Start of Listed entries
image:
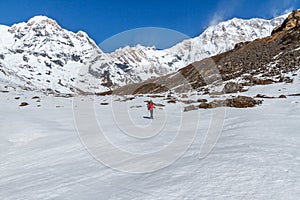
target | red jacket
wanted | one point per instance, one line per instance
(150, 106)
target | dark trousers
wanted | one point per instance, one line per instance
(151, 114)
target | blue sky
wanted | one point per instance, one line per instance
(102, 19)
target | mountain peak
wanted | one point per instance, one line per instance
(42, 20)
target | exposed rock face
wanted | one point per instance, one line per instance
(242, 102)
(289, 23)
(263, 61)
(232, 87)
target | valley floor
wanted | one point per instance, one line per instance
(256, 157)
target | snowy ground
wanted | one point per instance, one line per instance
(256, 157)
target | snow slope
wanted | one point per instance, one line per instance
(146, 62)
(256, 157)
(41, 55)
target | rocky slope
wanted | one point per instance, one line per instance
(146, 62)
(41, 55)
(263, 61)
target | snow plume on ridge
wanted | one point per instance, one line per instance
(225, 9)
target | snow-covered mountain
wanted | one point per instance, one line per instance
(145, 62)
(40, 55)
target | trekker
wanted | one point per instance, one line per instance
(150, 107)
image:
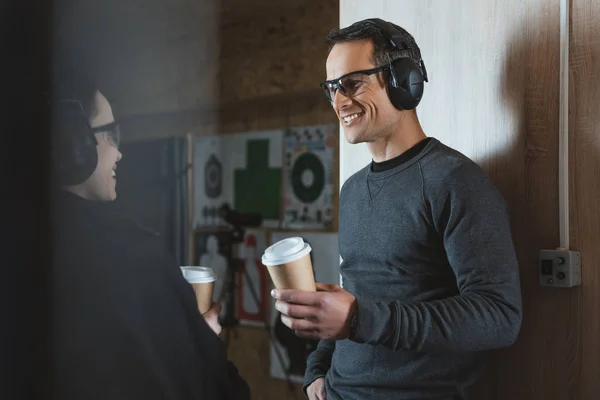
End of Listed entries
- [Direction]:
Retype the lines from the one holding "target | snow slope" through the end of the records, both included, without changes. Leave out the pictures.

- [Full output]:
target | snow slope
wanted | one point per instance, one line per instance
(146, 62)
(256, 157)
(41, 55)
target | rocky slope
wanted | one point per instance, one line per instance
(146, 62)
(41, 55)
(263, 61)
target | snow plume on ridge
wanted | one point per instance, one line per instance
(225, 9)
target | snow-covered mountain
wanted | one point per instance, one line per instance
(145, 62)
(40, 55)
target | trekker
wanted | one point per instance, one line per instance
(150, 107)
image:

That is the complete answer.